Input for this task ▸
***
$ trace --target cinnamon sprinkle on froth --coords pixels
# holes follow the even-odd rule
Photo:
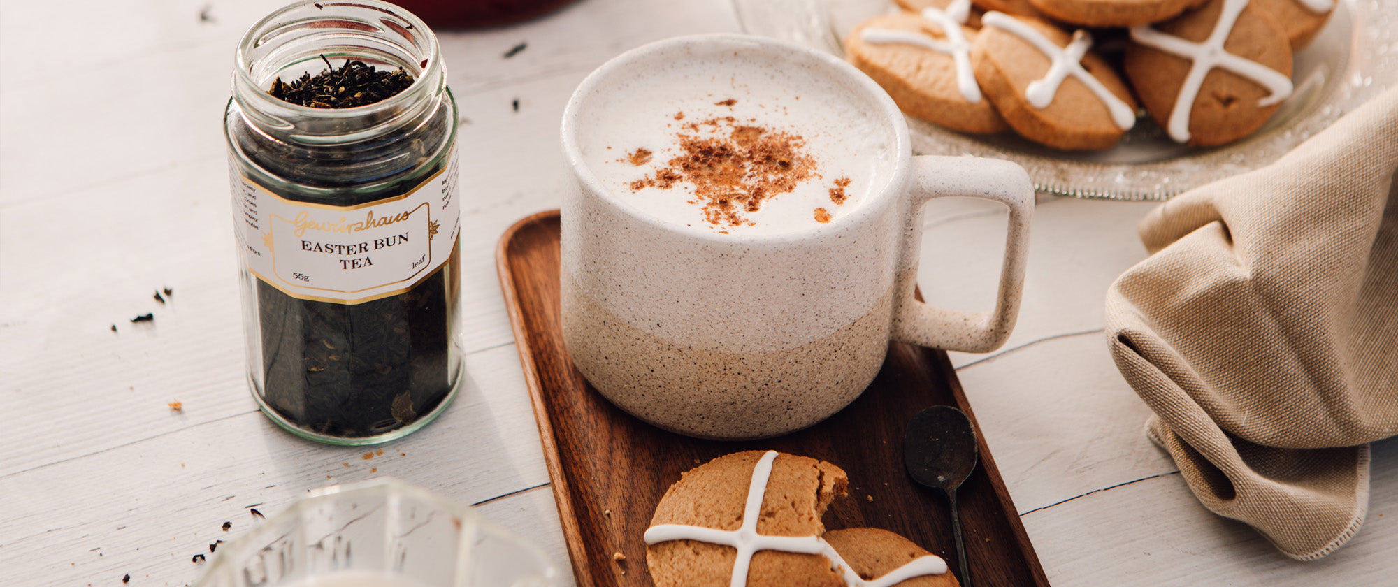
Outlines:
[[[747,214],[756,212],[770,197],[793,191],[807,179],[819,177],[816,164],[802,150],[805,138],[761,126],[738,124],[734,117],[716,117],[682,126],[679,155],[654,175],[630,182],[632,190],[671,189],[677,182],[693,186],[693,203],[714,226],[752,225]],[[635,157],[635,155],[633,155]],[[843,187],[849,184],[836,182]],[[835,190],[830,190],[832,197]]]

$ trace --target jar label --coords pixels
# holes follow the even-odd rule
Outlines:
[[[247,270],[292,298],[387,298],[452,256],[461,228],[456,175],[453,150],[446,168],[405,194],[324,205],[287,200],[235,171],[233,233]]]

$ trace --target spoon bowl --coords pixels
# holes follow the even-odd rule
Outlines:
[[[966,563],[966,545],[962,541],[956,489],[976,470],[977,460],[976,429],[960,410],[934,405],[917,412],[907,422],[903,433],[903,463],[914,481],[946,495],[962,587],[970,587],[970,569]]]

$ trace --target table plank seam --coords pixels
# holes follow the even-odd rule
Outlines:
[[[1032,510],[1029,510],[1029,512],[1023,512],[1023,513],[1021,513],[1021,514],[1019,514],[1019,517],[1025,517],[1025,516],[1029,516],[1029,514],[1032,514],[1032,513],[1035,513],[1035,512],[1039,512],[1039,510],[1047,510],[1047,509],[1050,509],[1050,507],[1053,507],[1053,506],[1058,506],[1058,505],[1064,505],[1064,503],[1068,503],[1068,502],[1072,502],[1074,499],[1078,499],[1078,498],[1086,498],[1086,496],[1089,496],[1089,495],[1093,495],[1093,493],[1102,493],[1102,492],[1104,492],[1104,491],[1107,491],[1107,489],[1116,489],[1116,488],[1120,488],[1120,486],[1127,486],[1127,485],[1131,485],[1131,484],[1139,484],[1139,482],[1142,482],[1142,481],[1149,481],[1149,479],[1155,479],[1155,478],[1160,478],[1160,477],[1166,477],[1166,475],[1179,475],[1179,474],[1180,474],[1180,471],[1179,471],[1179,470],[1176,470],[1176,471],[1169,471],[1169,472],[1158,472],[1158,474],[1155,474],[1155,475],[1148,475],[1148,477],[1142,477],[1142,478],[1139,478],[1139,479],[1131,479],[1131,481],[1123,481],[1123,482],[1120,482],[1120,484],[1116,484],[1116,485],[1111,485],[1111,486],[1104,486],[1104,488],[1102,488],[1102,489],[1093,489],[1093,491],[1089,491],[1089,492],[1086,492],[1086,493],[1082,493],[1082,495],[1075,495],[1075,496],[1072,496],[1072,498],[1068,498],[1068,499],[1064,499],[1064,500],[1060,500],[1060,502],[1054,502],[1054,503],[1050,503],[1050,505],[1047,505],[1047,506],[1040,506],[1040,507],[1035,507],[1035,509],[1032,509]]]
[[[147,440],[154,440],[154,439],[158,439],[161,436],[169,436],[169,435],[175,435],[175,433],[179,433],[179,432],[192,430],[192,429],[203,426],[206,423],[222,422],[225,419],[239,418],[239,416],[245,416],[245,415],[249,415],[249,414],[261,414],[261,410],[249,410],[246,412],[229,414],[229,415],[225,415],[225,416],[221,416],[221,418],[207,419],[207,421],[203,421],[203,422],[199,422],[199,423],[192,423],[189,426],[176,428],[176,429],[172,429],[172,430],[165,430],[165,432],[161,432],[161,433],[154,435],[154,436],[145,436],[145,437],[140,437],[140,439],[136,439],[136,440],[124,442],[122,444],[113,444],[113,446],[109,446],[109,447],[105,447],[105,449],[94,450],[91,453],[75,454],[75,456],[71,456],[71,457],[67,457],[67,458],[60,458],[60,460],[56,460],[56,461],[49,461],[49,463],[45,463],[45,464],[34,465],[34,467],[24,468],[24,470],[20,470],[20,471],[7,472],[4,475],[0,475],[0,479],[8,479],[11,477],[22,475],[22,474],[29,472],[29,471],[38,471],[38,470],[45,468],[45,467],[53,467],[53,465],[57,465],[57,464],[63,464],[63,463],[69,463],[69,461],[75,461],[78,458],[87,458],[87,457],[91,457],[94,454],[108,453],[108,451],[112,451],[112,450],[116,450],[116,449],[123,449],[123,447],[127,447],[127,446],[131,446],[131,444],[138,444],[138,443],[143,443],[143,442],[147,442]]]
[[[1039,342],[1048,342],[1048,341],[1054,341],[1054,340],[1058,340],[1058,338],[1082,337],[1082,335],[1086,335],[1086,334],[1100,334],[1100,333],[1104,333],[1104,331],[1106,331],[1106,328],[1092,328],[1092,330],[1082,330],[1082,331],[1076,331],[1076,333],[1050,334],[1050,335],[1043,337],[1043,338],[1036,338],[1036,340],[1032,340],[1029,342],[1023,342],[1023,344],[1019,344],[1019,345],[1015,345],[1015,347],[1009,347],[1009,348],[1007,348],[1004,351],[1000,351],[1000,352],[995,352],[993,355],[981,356],[981,358],[979,358],[976,361],[972,361],[972,362],[969,362],[966,365],[962,365],[962,366],[956,368],[956,372],[960,372],[962,369],[966,369],[966,368],[973,366],[973,365],[980,365],[980,363],[984,363],[984,362],[988,362],[988,361],[993,361],[993,359],[998,359],[998,358],[1005,356],[1005,355],[1008,355],[1011,352],[1015,352],[1015,351],[1022,351],[1022,349],[1033,347],[1033,345],[1036,345]]]
[[[512,491],[509,493],[500,493],[500,495],[496,495],[495,498],[487,498],[487,499],[482,499],[480,502],[471,503],[471,506],[484,506],[484,505],[495,502],[495,500],[500,500],[500,499],[505,499],[505,498],[513,498],[516,495],[527,493],[527,492],[531,492],[534,489],[547,488],[549,485],[552,485],[552,482],[542,482],[542,484],[527,486],[527,488],[523,488],[523,489],[514,489],[514,491]]]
***
Exercise directions ▸
Count the lines in the entries above that include the string "coords", and reply with only that number.

Response to this exercise ▸
4